(Source text):
»»
I am blessed to have attended a Christian school from K-12. Unfortunately, I was bullied a lot which messed me up a lot in several areas.... but I am still glad I wasn't in a public school.
The Florida school shooter, Nikolas Cruz, was 19 years old. I assume he has only been out of school for a year. Whatever was building in him to do what he did wasn't something that just happened....it was building for a long time.
What if he had sought help when he was in school? He may have received counseling of some sort that may have helped a bit, but he would never have been pointed to the solution: Jesus. You see, the public school kicked God out. Teachers and others can get in trouble if they dared talk to a student about Jesus. That isn't allowed.
««
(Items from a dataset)
»»
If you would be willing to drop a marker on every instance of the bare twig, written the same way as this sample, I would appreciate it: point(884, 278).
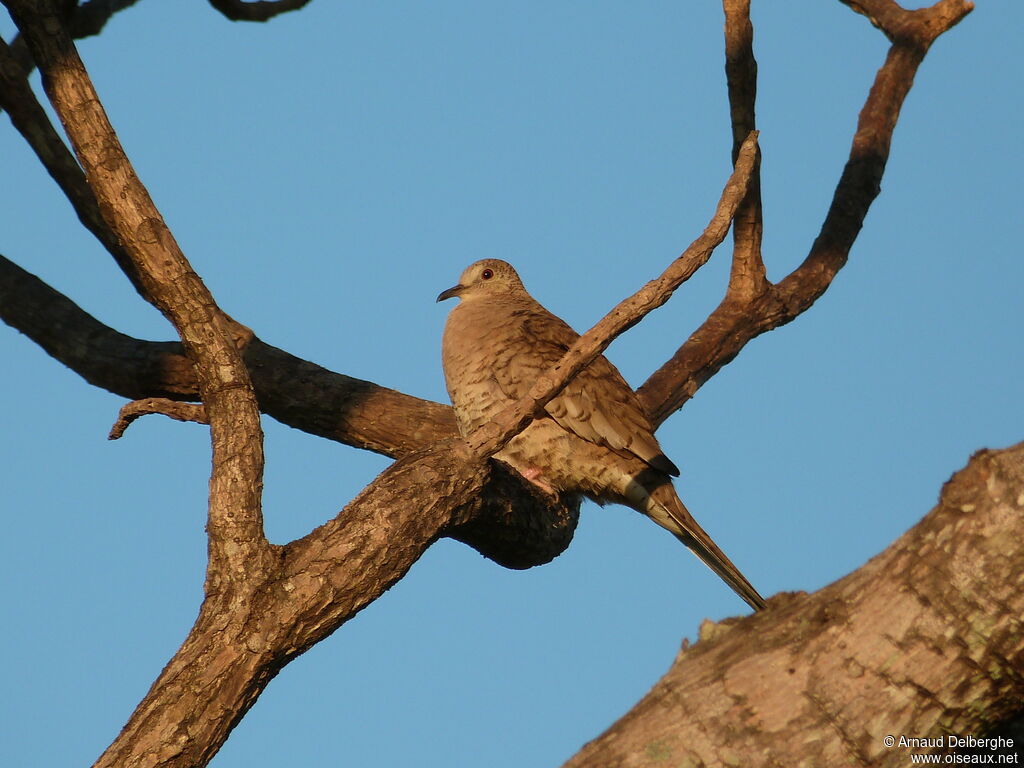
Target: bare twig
point(747, 279)
point(259, 10)
point(176, 410)
point(738, 320)
point(492, 436)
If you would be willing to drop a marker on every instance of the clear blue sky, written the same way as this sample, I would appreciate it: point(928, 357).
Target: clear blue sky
point(329, 173)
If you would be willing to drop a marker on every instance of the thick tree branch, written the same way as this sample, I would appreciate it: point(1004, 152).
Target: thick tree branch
point(747, 279)
point(738, 320)
point(310, 588)
point(924, 640)
point(176, 410)
point(83, 20)
point(518, 527)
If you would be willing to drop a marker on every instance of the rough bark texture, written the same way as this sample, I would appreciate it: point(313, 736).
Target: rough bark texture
point(924, 639)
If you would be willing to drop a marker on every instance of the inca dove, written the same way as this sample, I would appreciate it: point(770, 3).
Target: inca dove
point(596, 438)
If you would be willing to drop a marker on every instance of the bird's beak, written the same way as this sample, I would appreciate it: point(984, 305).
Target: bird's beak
point(454, 291)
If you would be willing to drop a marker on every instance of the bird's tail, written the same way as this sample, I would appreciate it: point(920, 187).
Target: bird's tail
point(665, 502)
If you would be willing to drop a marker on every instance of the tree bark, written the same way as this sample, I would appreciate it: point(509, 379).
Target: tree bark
point(925, 640)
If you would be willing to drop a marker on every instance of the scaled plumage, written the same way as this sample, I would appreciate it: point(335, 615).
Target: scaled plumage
point(596, 439)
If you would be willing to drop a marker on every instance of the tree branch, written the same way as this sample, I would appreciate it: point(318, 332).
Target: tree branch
point(927, 633)
point(747, 279)
point(235, 523)
point(495, 434)
point(738, 320)
point(259, 10)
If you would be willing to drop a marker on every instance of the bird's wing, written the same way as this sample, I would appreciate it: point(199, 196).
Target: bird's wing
point(597, 406)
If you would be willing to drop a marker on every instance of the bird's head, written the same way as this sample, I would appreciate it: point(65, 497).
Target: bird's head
point(482, 279)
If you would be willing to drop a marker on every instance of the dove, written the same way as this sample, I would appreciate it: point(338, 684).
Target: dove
point(595, 438)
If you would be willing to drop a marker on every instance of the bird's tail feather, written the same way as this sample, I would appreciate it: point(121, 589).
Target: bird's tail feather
point(690, 534)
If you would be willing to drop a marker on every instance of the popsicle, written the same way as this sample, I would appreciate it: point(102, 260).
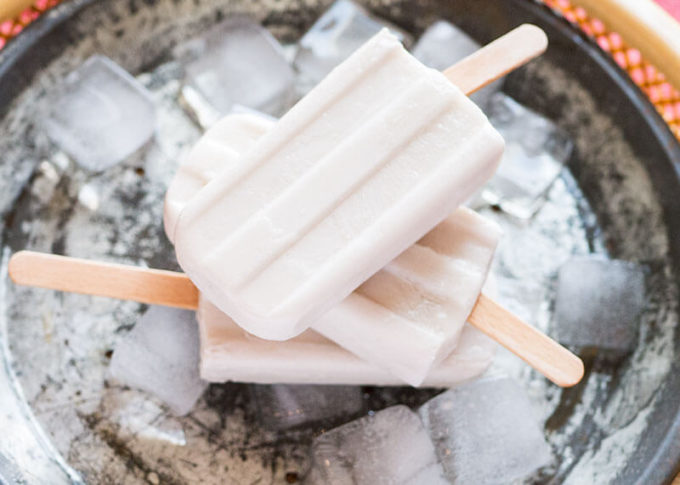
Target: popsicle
point(370, 160)
point(228, 353)
point(407, 317)
point(160, 287)
point(218, 149)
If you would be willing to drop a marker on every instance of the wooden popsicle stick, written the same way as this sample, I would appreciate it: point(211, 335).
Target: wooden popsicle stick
point(498, 58)
point(159, 287)
point(125, 282)
point(530, 344)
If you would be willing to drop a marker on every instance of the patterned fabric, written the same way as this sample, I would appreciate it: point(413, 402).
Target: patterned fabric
point(652, 82)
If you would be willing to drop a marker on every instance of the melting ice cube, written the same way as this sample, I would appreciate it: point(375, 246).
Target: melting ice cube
point(341, 30)
point(238, 62)
point(535, 152)
point(598, 303)
point(283, 406)
point(100, 115)
point(160, 356)
point(389, 447)
point(486, 432)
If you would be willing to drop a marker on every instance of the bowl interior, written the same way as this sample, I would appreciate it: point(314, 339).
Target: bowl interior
point(616, 198)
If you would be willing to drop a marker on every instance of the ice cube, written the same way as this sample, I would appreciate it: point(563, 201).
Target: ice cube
point(100, 115)
point(343, 28)
point(198, 108)
point(598, 303)
point(238, 62)
point(283, 406)
point(88, 196)
point(389, 447)
point(535, 152)
point(160, 356)
point(486, 432)
point(442, 45)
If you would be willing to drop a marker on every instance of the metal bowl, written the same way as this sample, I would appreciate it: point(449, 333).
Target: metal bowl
point(62, 421)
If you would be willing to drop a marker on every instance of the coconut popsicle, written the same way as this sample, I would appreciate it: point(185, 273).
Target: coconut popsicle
point(228, 353)
point(406, 318)
point(371, 159)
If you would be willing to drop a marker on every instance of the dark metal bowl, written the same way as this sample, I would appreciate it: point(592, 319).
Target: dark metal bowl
point(625, 163)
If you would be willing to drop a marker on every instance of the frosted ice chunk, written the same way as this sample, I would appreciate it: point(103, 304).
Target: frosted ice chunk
point(389, 447)
point(100, 115)
point(598, 303)
point(486, 432)
point(198, 108)
point(343, 28)
point(238, 62)
point(160, 356)
point(535, 152)
point(442, 45)
point(283, 406)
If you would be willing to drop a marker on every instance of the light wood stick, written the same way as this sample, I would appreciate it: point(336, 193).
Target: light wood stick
point(528, 343)
point(168, 288)
point(498, 58)
point(144, 285)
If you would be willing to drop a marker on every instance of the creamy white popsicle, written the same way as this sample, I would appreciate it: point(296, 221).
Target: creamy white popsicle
point(228, 353)
point(370, 160)
point(407, 317)
point(218, 149)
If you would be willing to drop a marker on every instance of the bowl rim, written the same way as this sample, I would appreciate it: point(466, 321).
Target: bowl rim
point(22, 59)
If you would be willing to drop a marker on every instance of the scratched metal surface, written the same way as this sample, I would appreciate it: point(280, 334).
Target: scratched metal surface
point(72, 423)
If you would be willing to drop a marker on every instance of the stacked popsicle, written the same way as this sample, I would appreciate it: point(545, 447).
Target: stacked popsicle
point(296, 224)
point(328, 246)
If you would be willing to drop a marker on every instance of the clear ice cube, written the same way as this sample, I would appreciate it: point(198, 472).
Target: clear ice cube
point(486, 432)
point(390, 447)
point(598, 303)
point(535, 152)
point(283, 406)
point(100, 115)
point(442, 45)
point(343, 28)
point(238, 62)
point(160, 356)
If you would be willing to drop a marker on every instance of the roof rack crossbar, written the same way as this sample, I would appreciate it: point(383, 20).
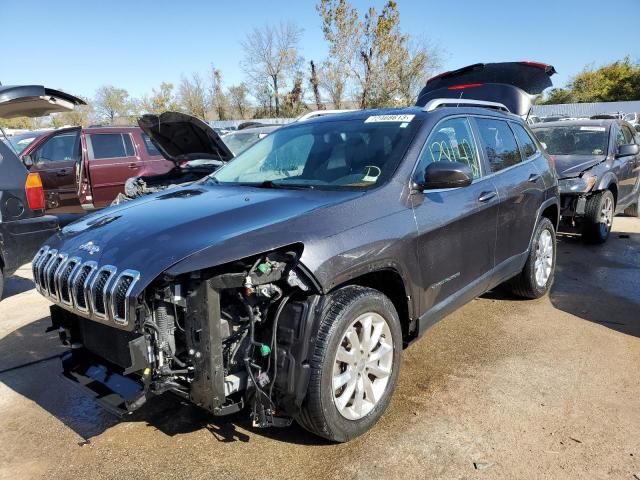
««
(Tasks for this exercise):
a – Could you rewrite the paragraph beginning "What if he had sought help" in the post about the Florida school shooter as a short list of its main points?
b – Can you sum up the post about the Florida school shooter in two sentences?
c – Would you write the next part of the post about the Florida school shooter, picking up after its final sentence?

(Set of answers):
a –
- The writer asks what might have happened if he had sought help while he was in school.
- He might have received some counseling that helped a bit.
- He would never have been pointed to the solution the writer names: Jesus.
- The public school kicked God out, and teachers and others can get in trouble for talking to a student about Jesus.

b – The writer attended a Christian school from K-12 and was bullied a lot, but is still glad not to have been in a public school. The writer notes that the 19-year-old Florida school shooter, Nikolas Cruz, had something building in him for a long time and argues that help sought in public school could never have pointed him to Jesus, because teachers there can get in trouble for talking about Jesus.

c –
But what if Cruz had been in a school where prayer was allowed, where anyone could talk freely about Jesus? Could it have made a difference? We will never know. But we do know this: all of these shooters were liberals, raised by liberals, and schooled in liberal thought in government run schools where talk of God is not allowed, and prayer is not allowed. Could it be that public schools with all their anti-God and pro-abortion, pro-gay, pro-transgender and pro everything else evil is spawning killers?
It isn't the fault of the NRA. It isn't Trump's fault, nor Republicans. It is because of evil, and our country pushing God and morals aside, and embracing everything evil and wicked that man can come up with. Morality and God are mocked, while the vile is celebrated, defended, and pushed on our kids.
These shootings are not done by kids raised in Christian homes with both parents involved. They aren't done by kids in Christian schools.....or those home schooled. They are done by men and boys raised in the wicked public schools, and most of them with an absentee father or no father.
We have decided not to do anything God's way.....marriage, sexuality, morals, child rearing, education, and more......and this is the result.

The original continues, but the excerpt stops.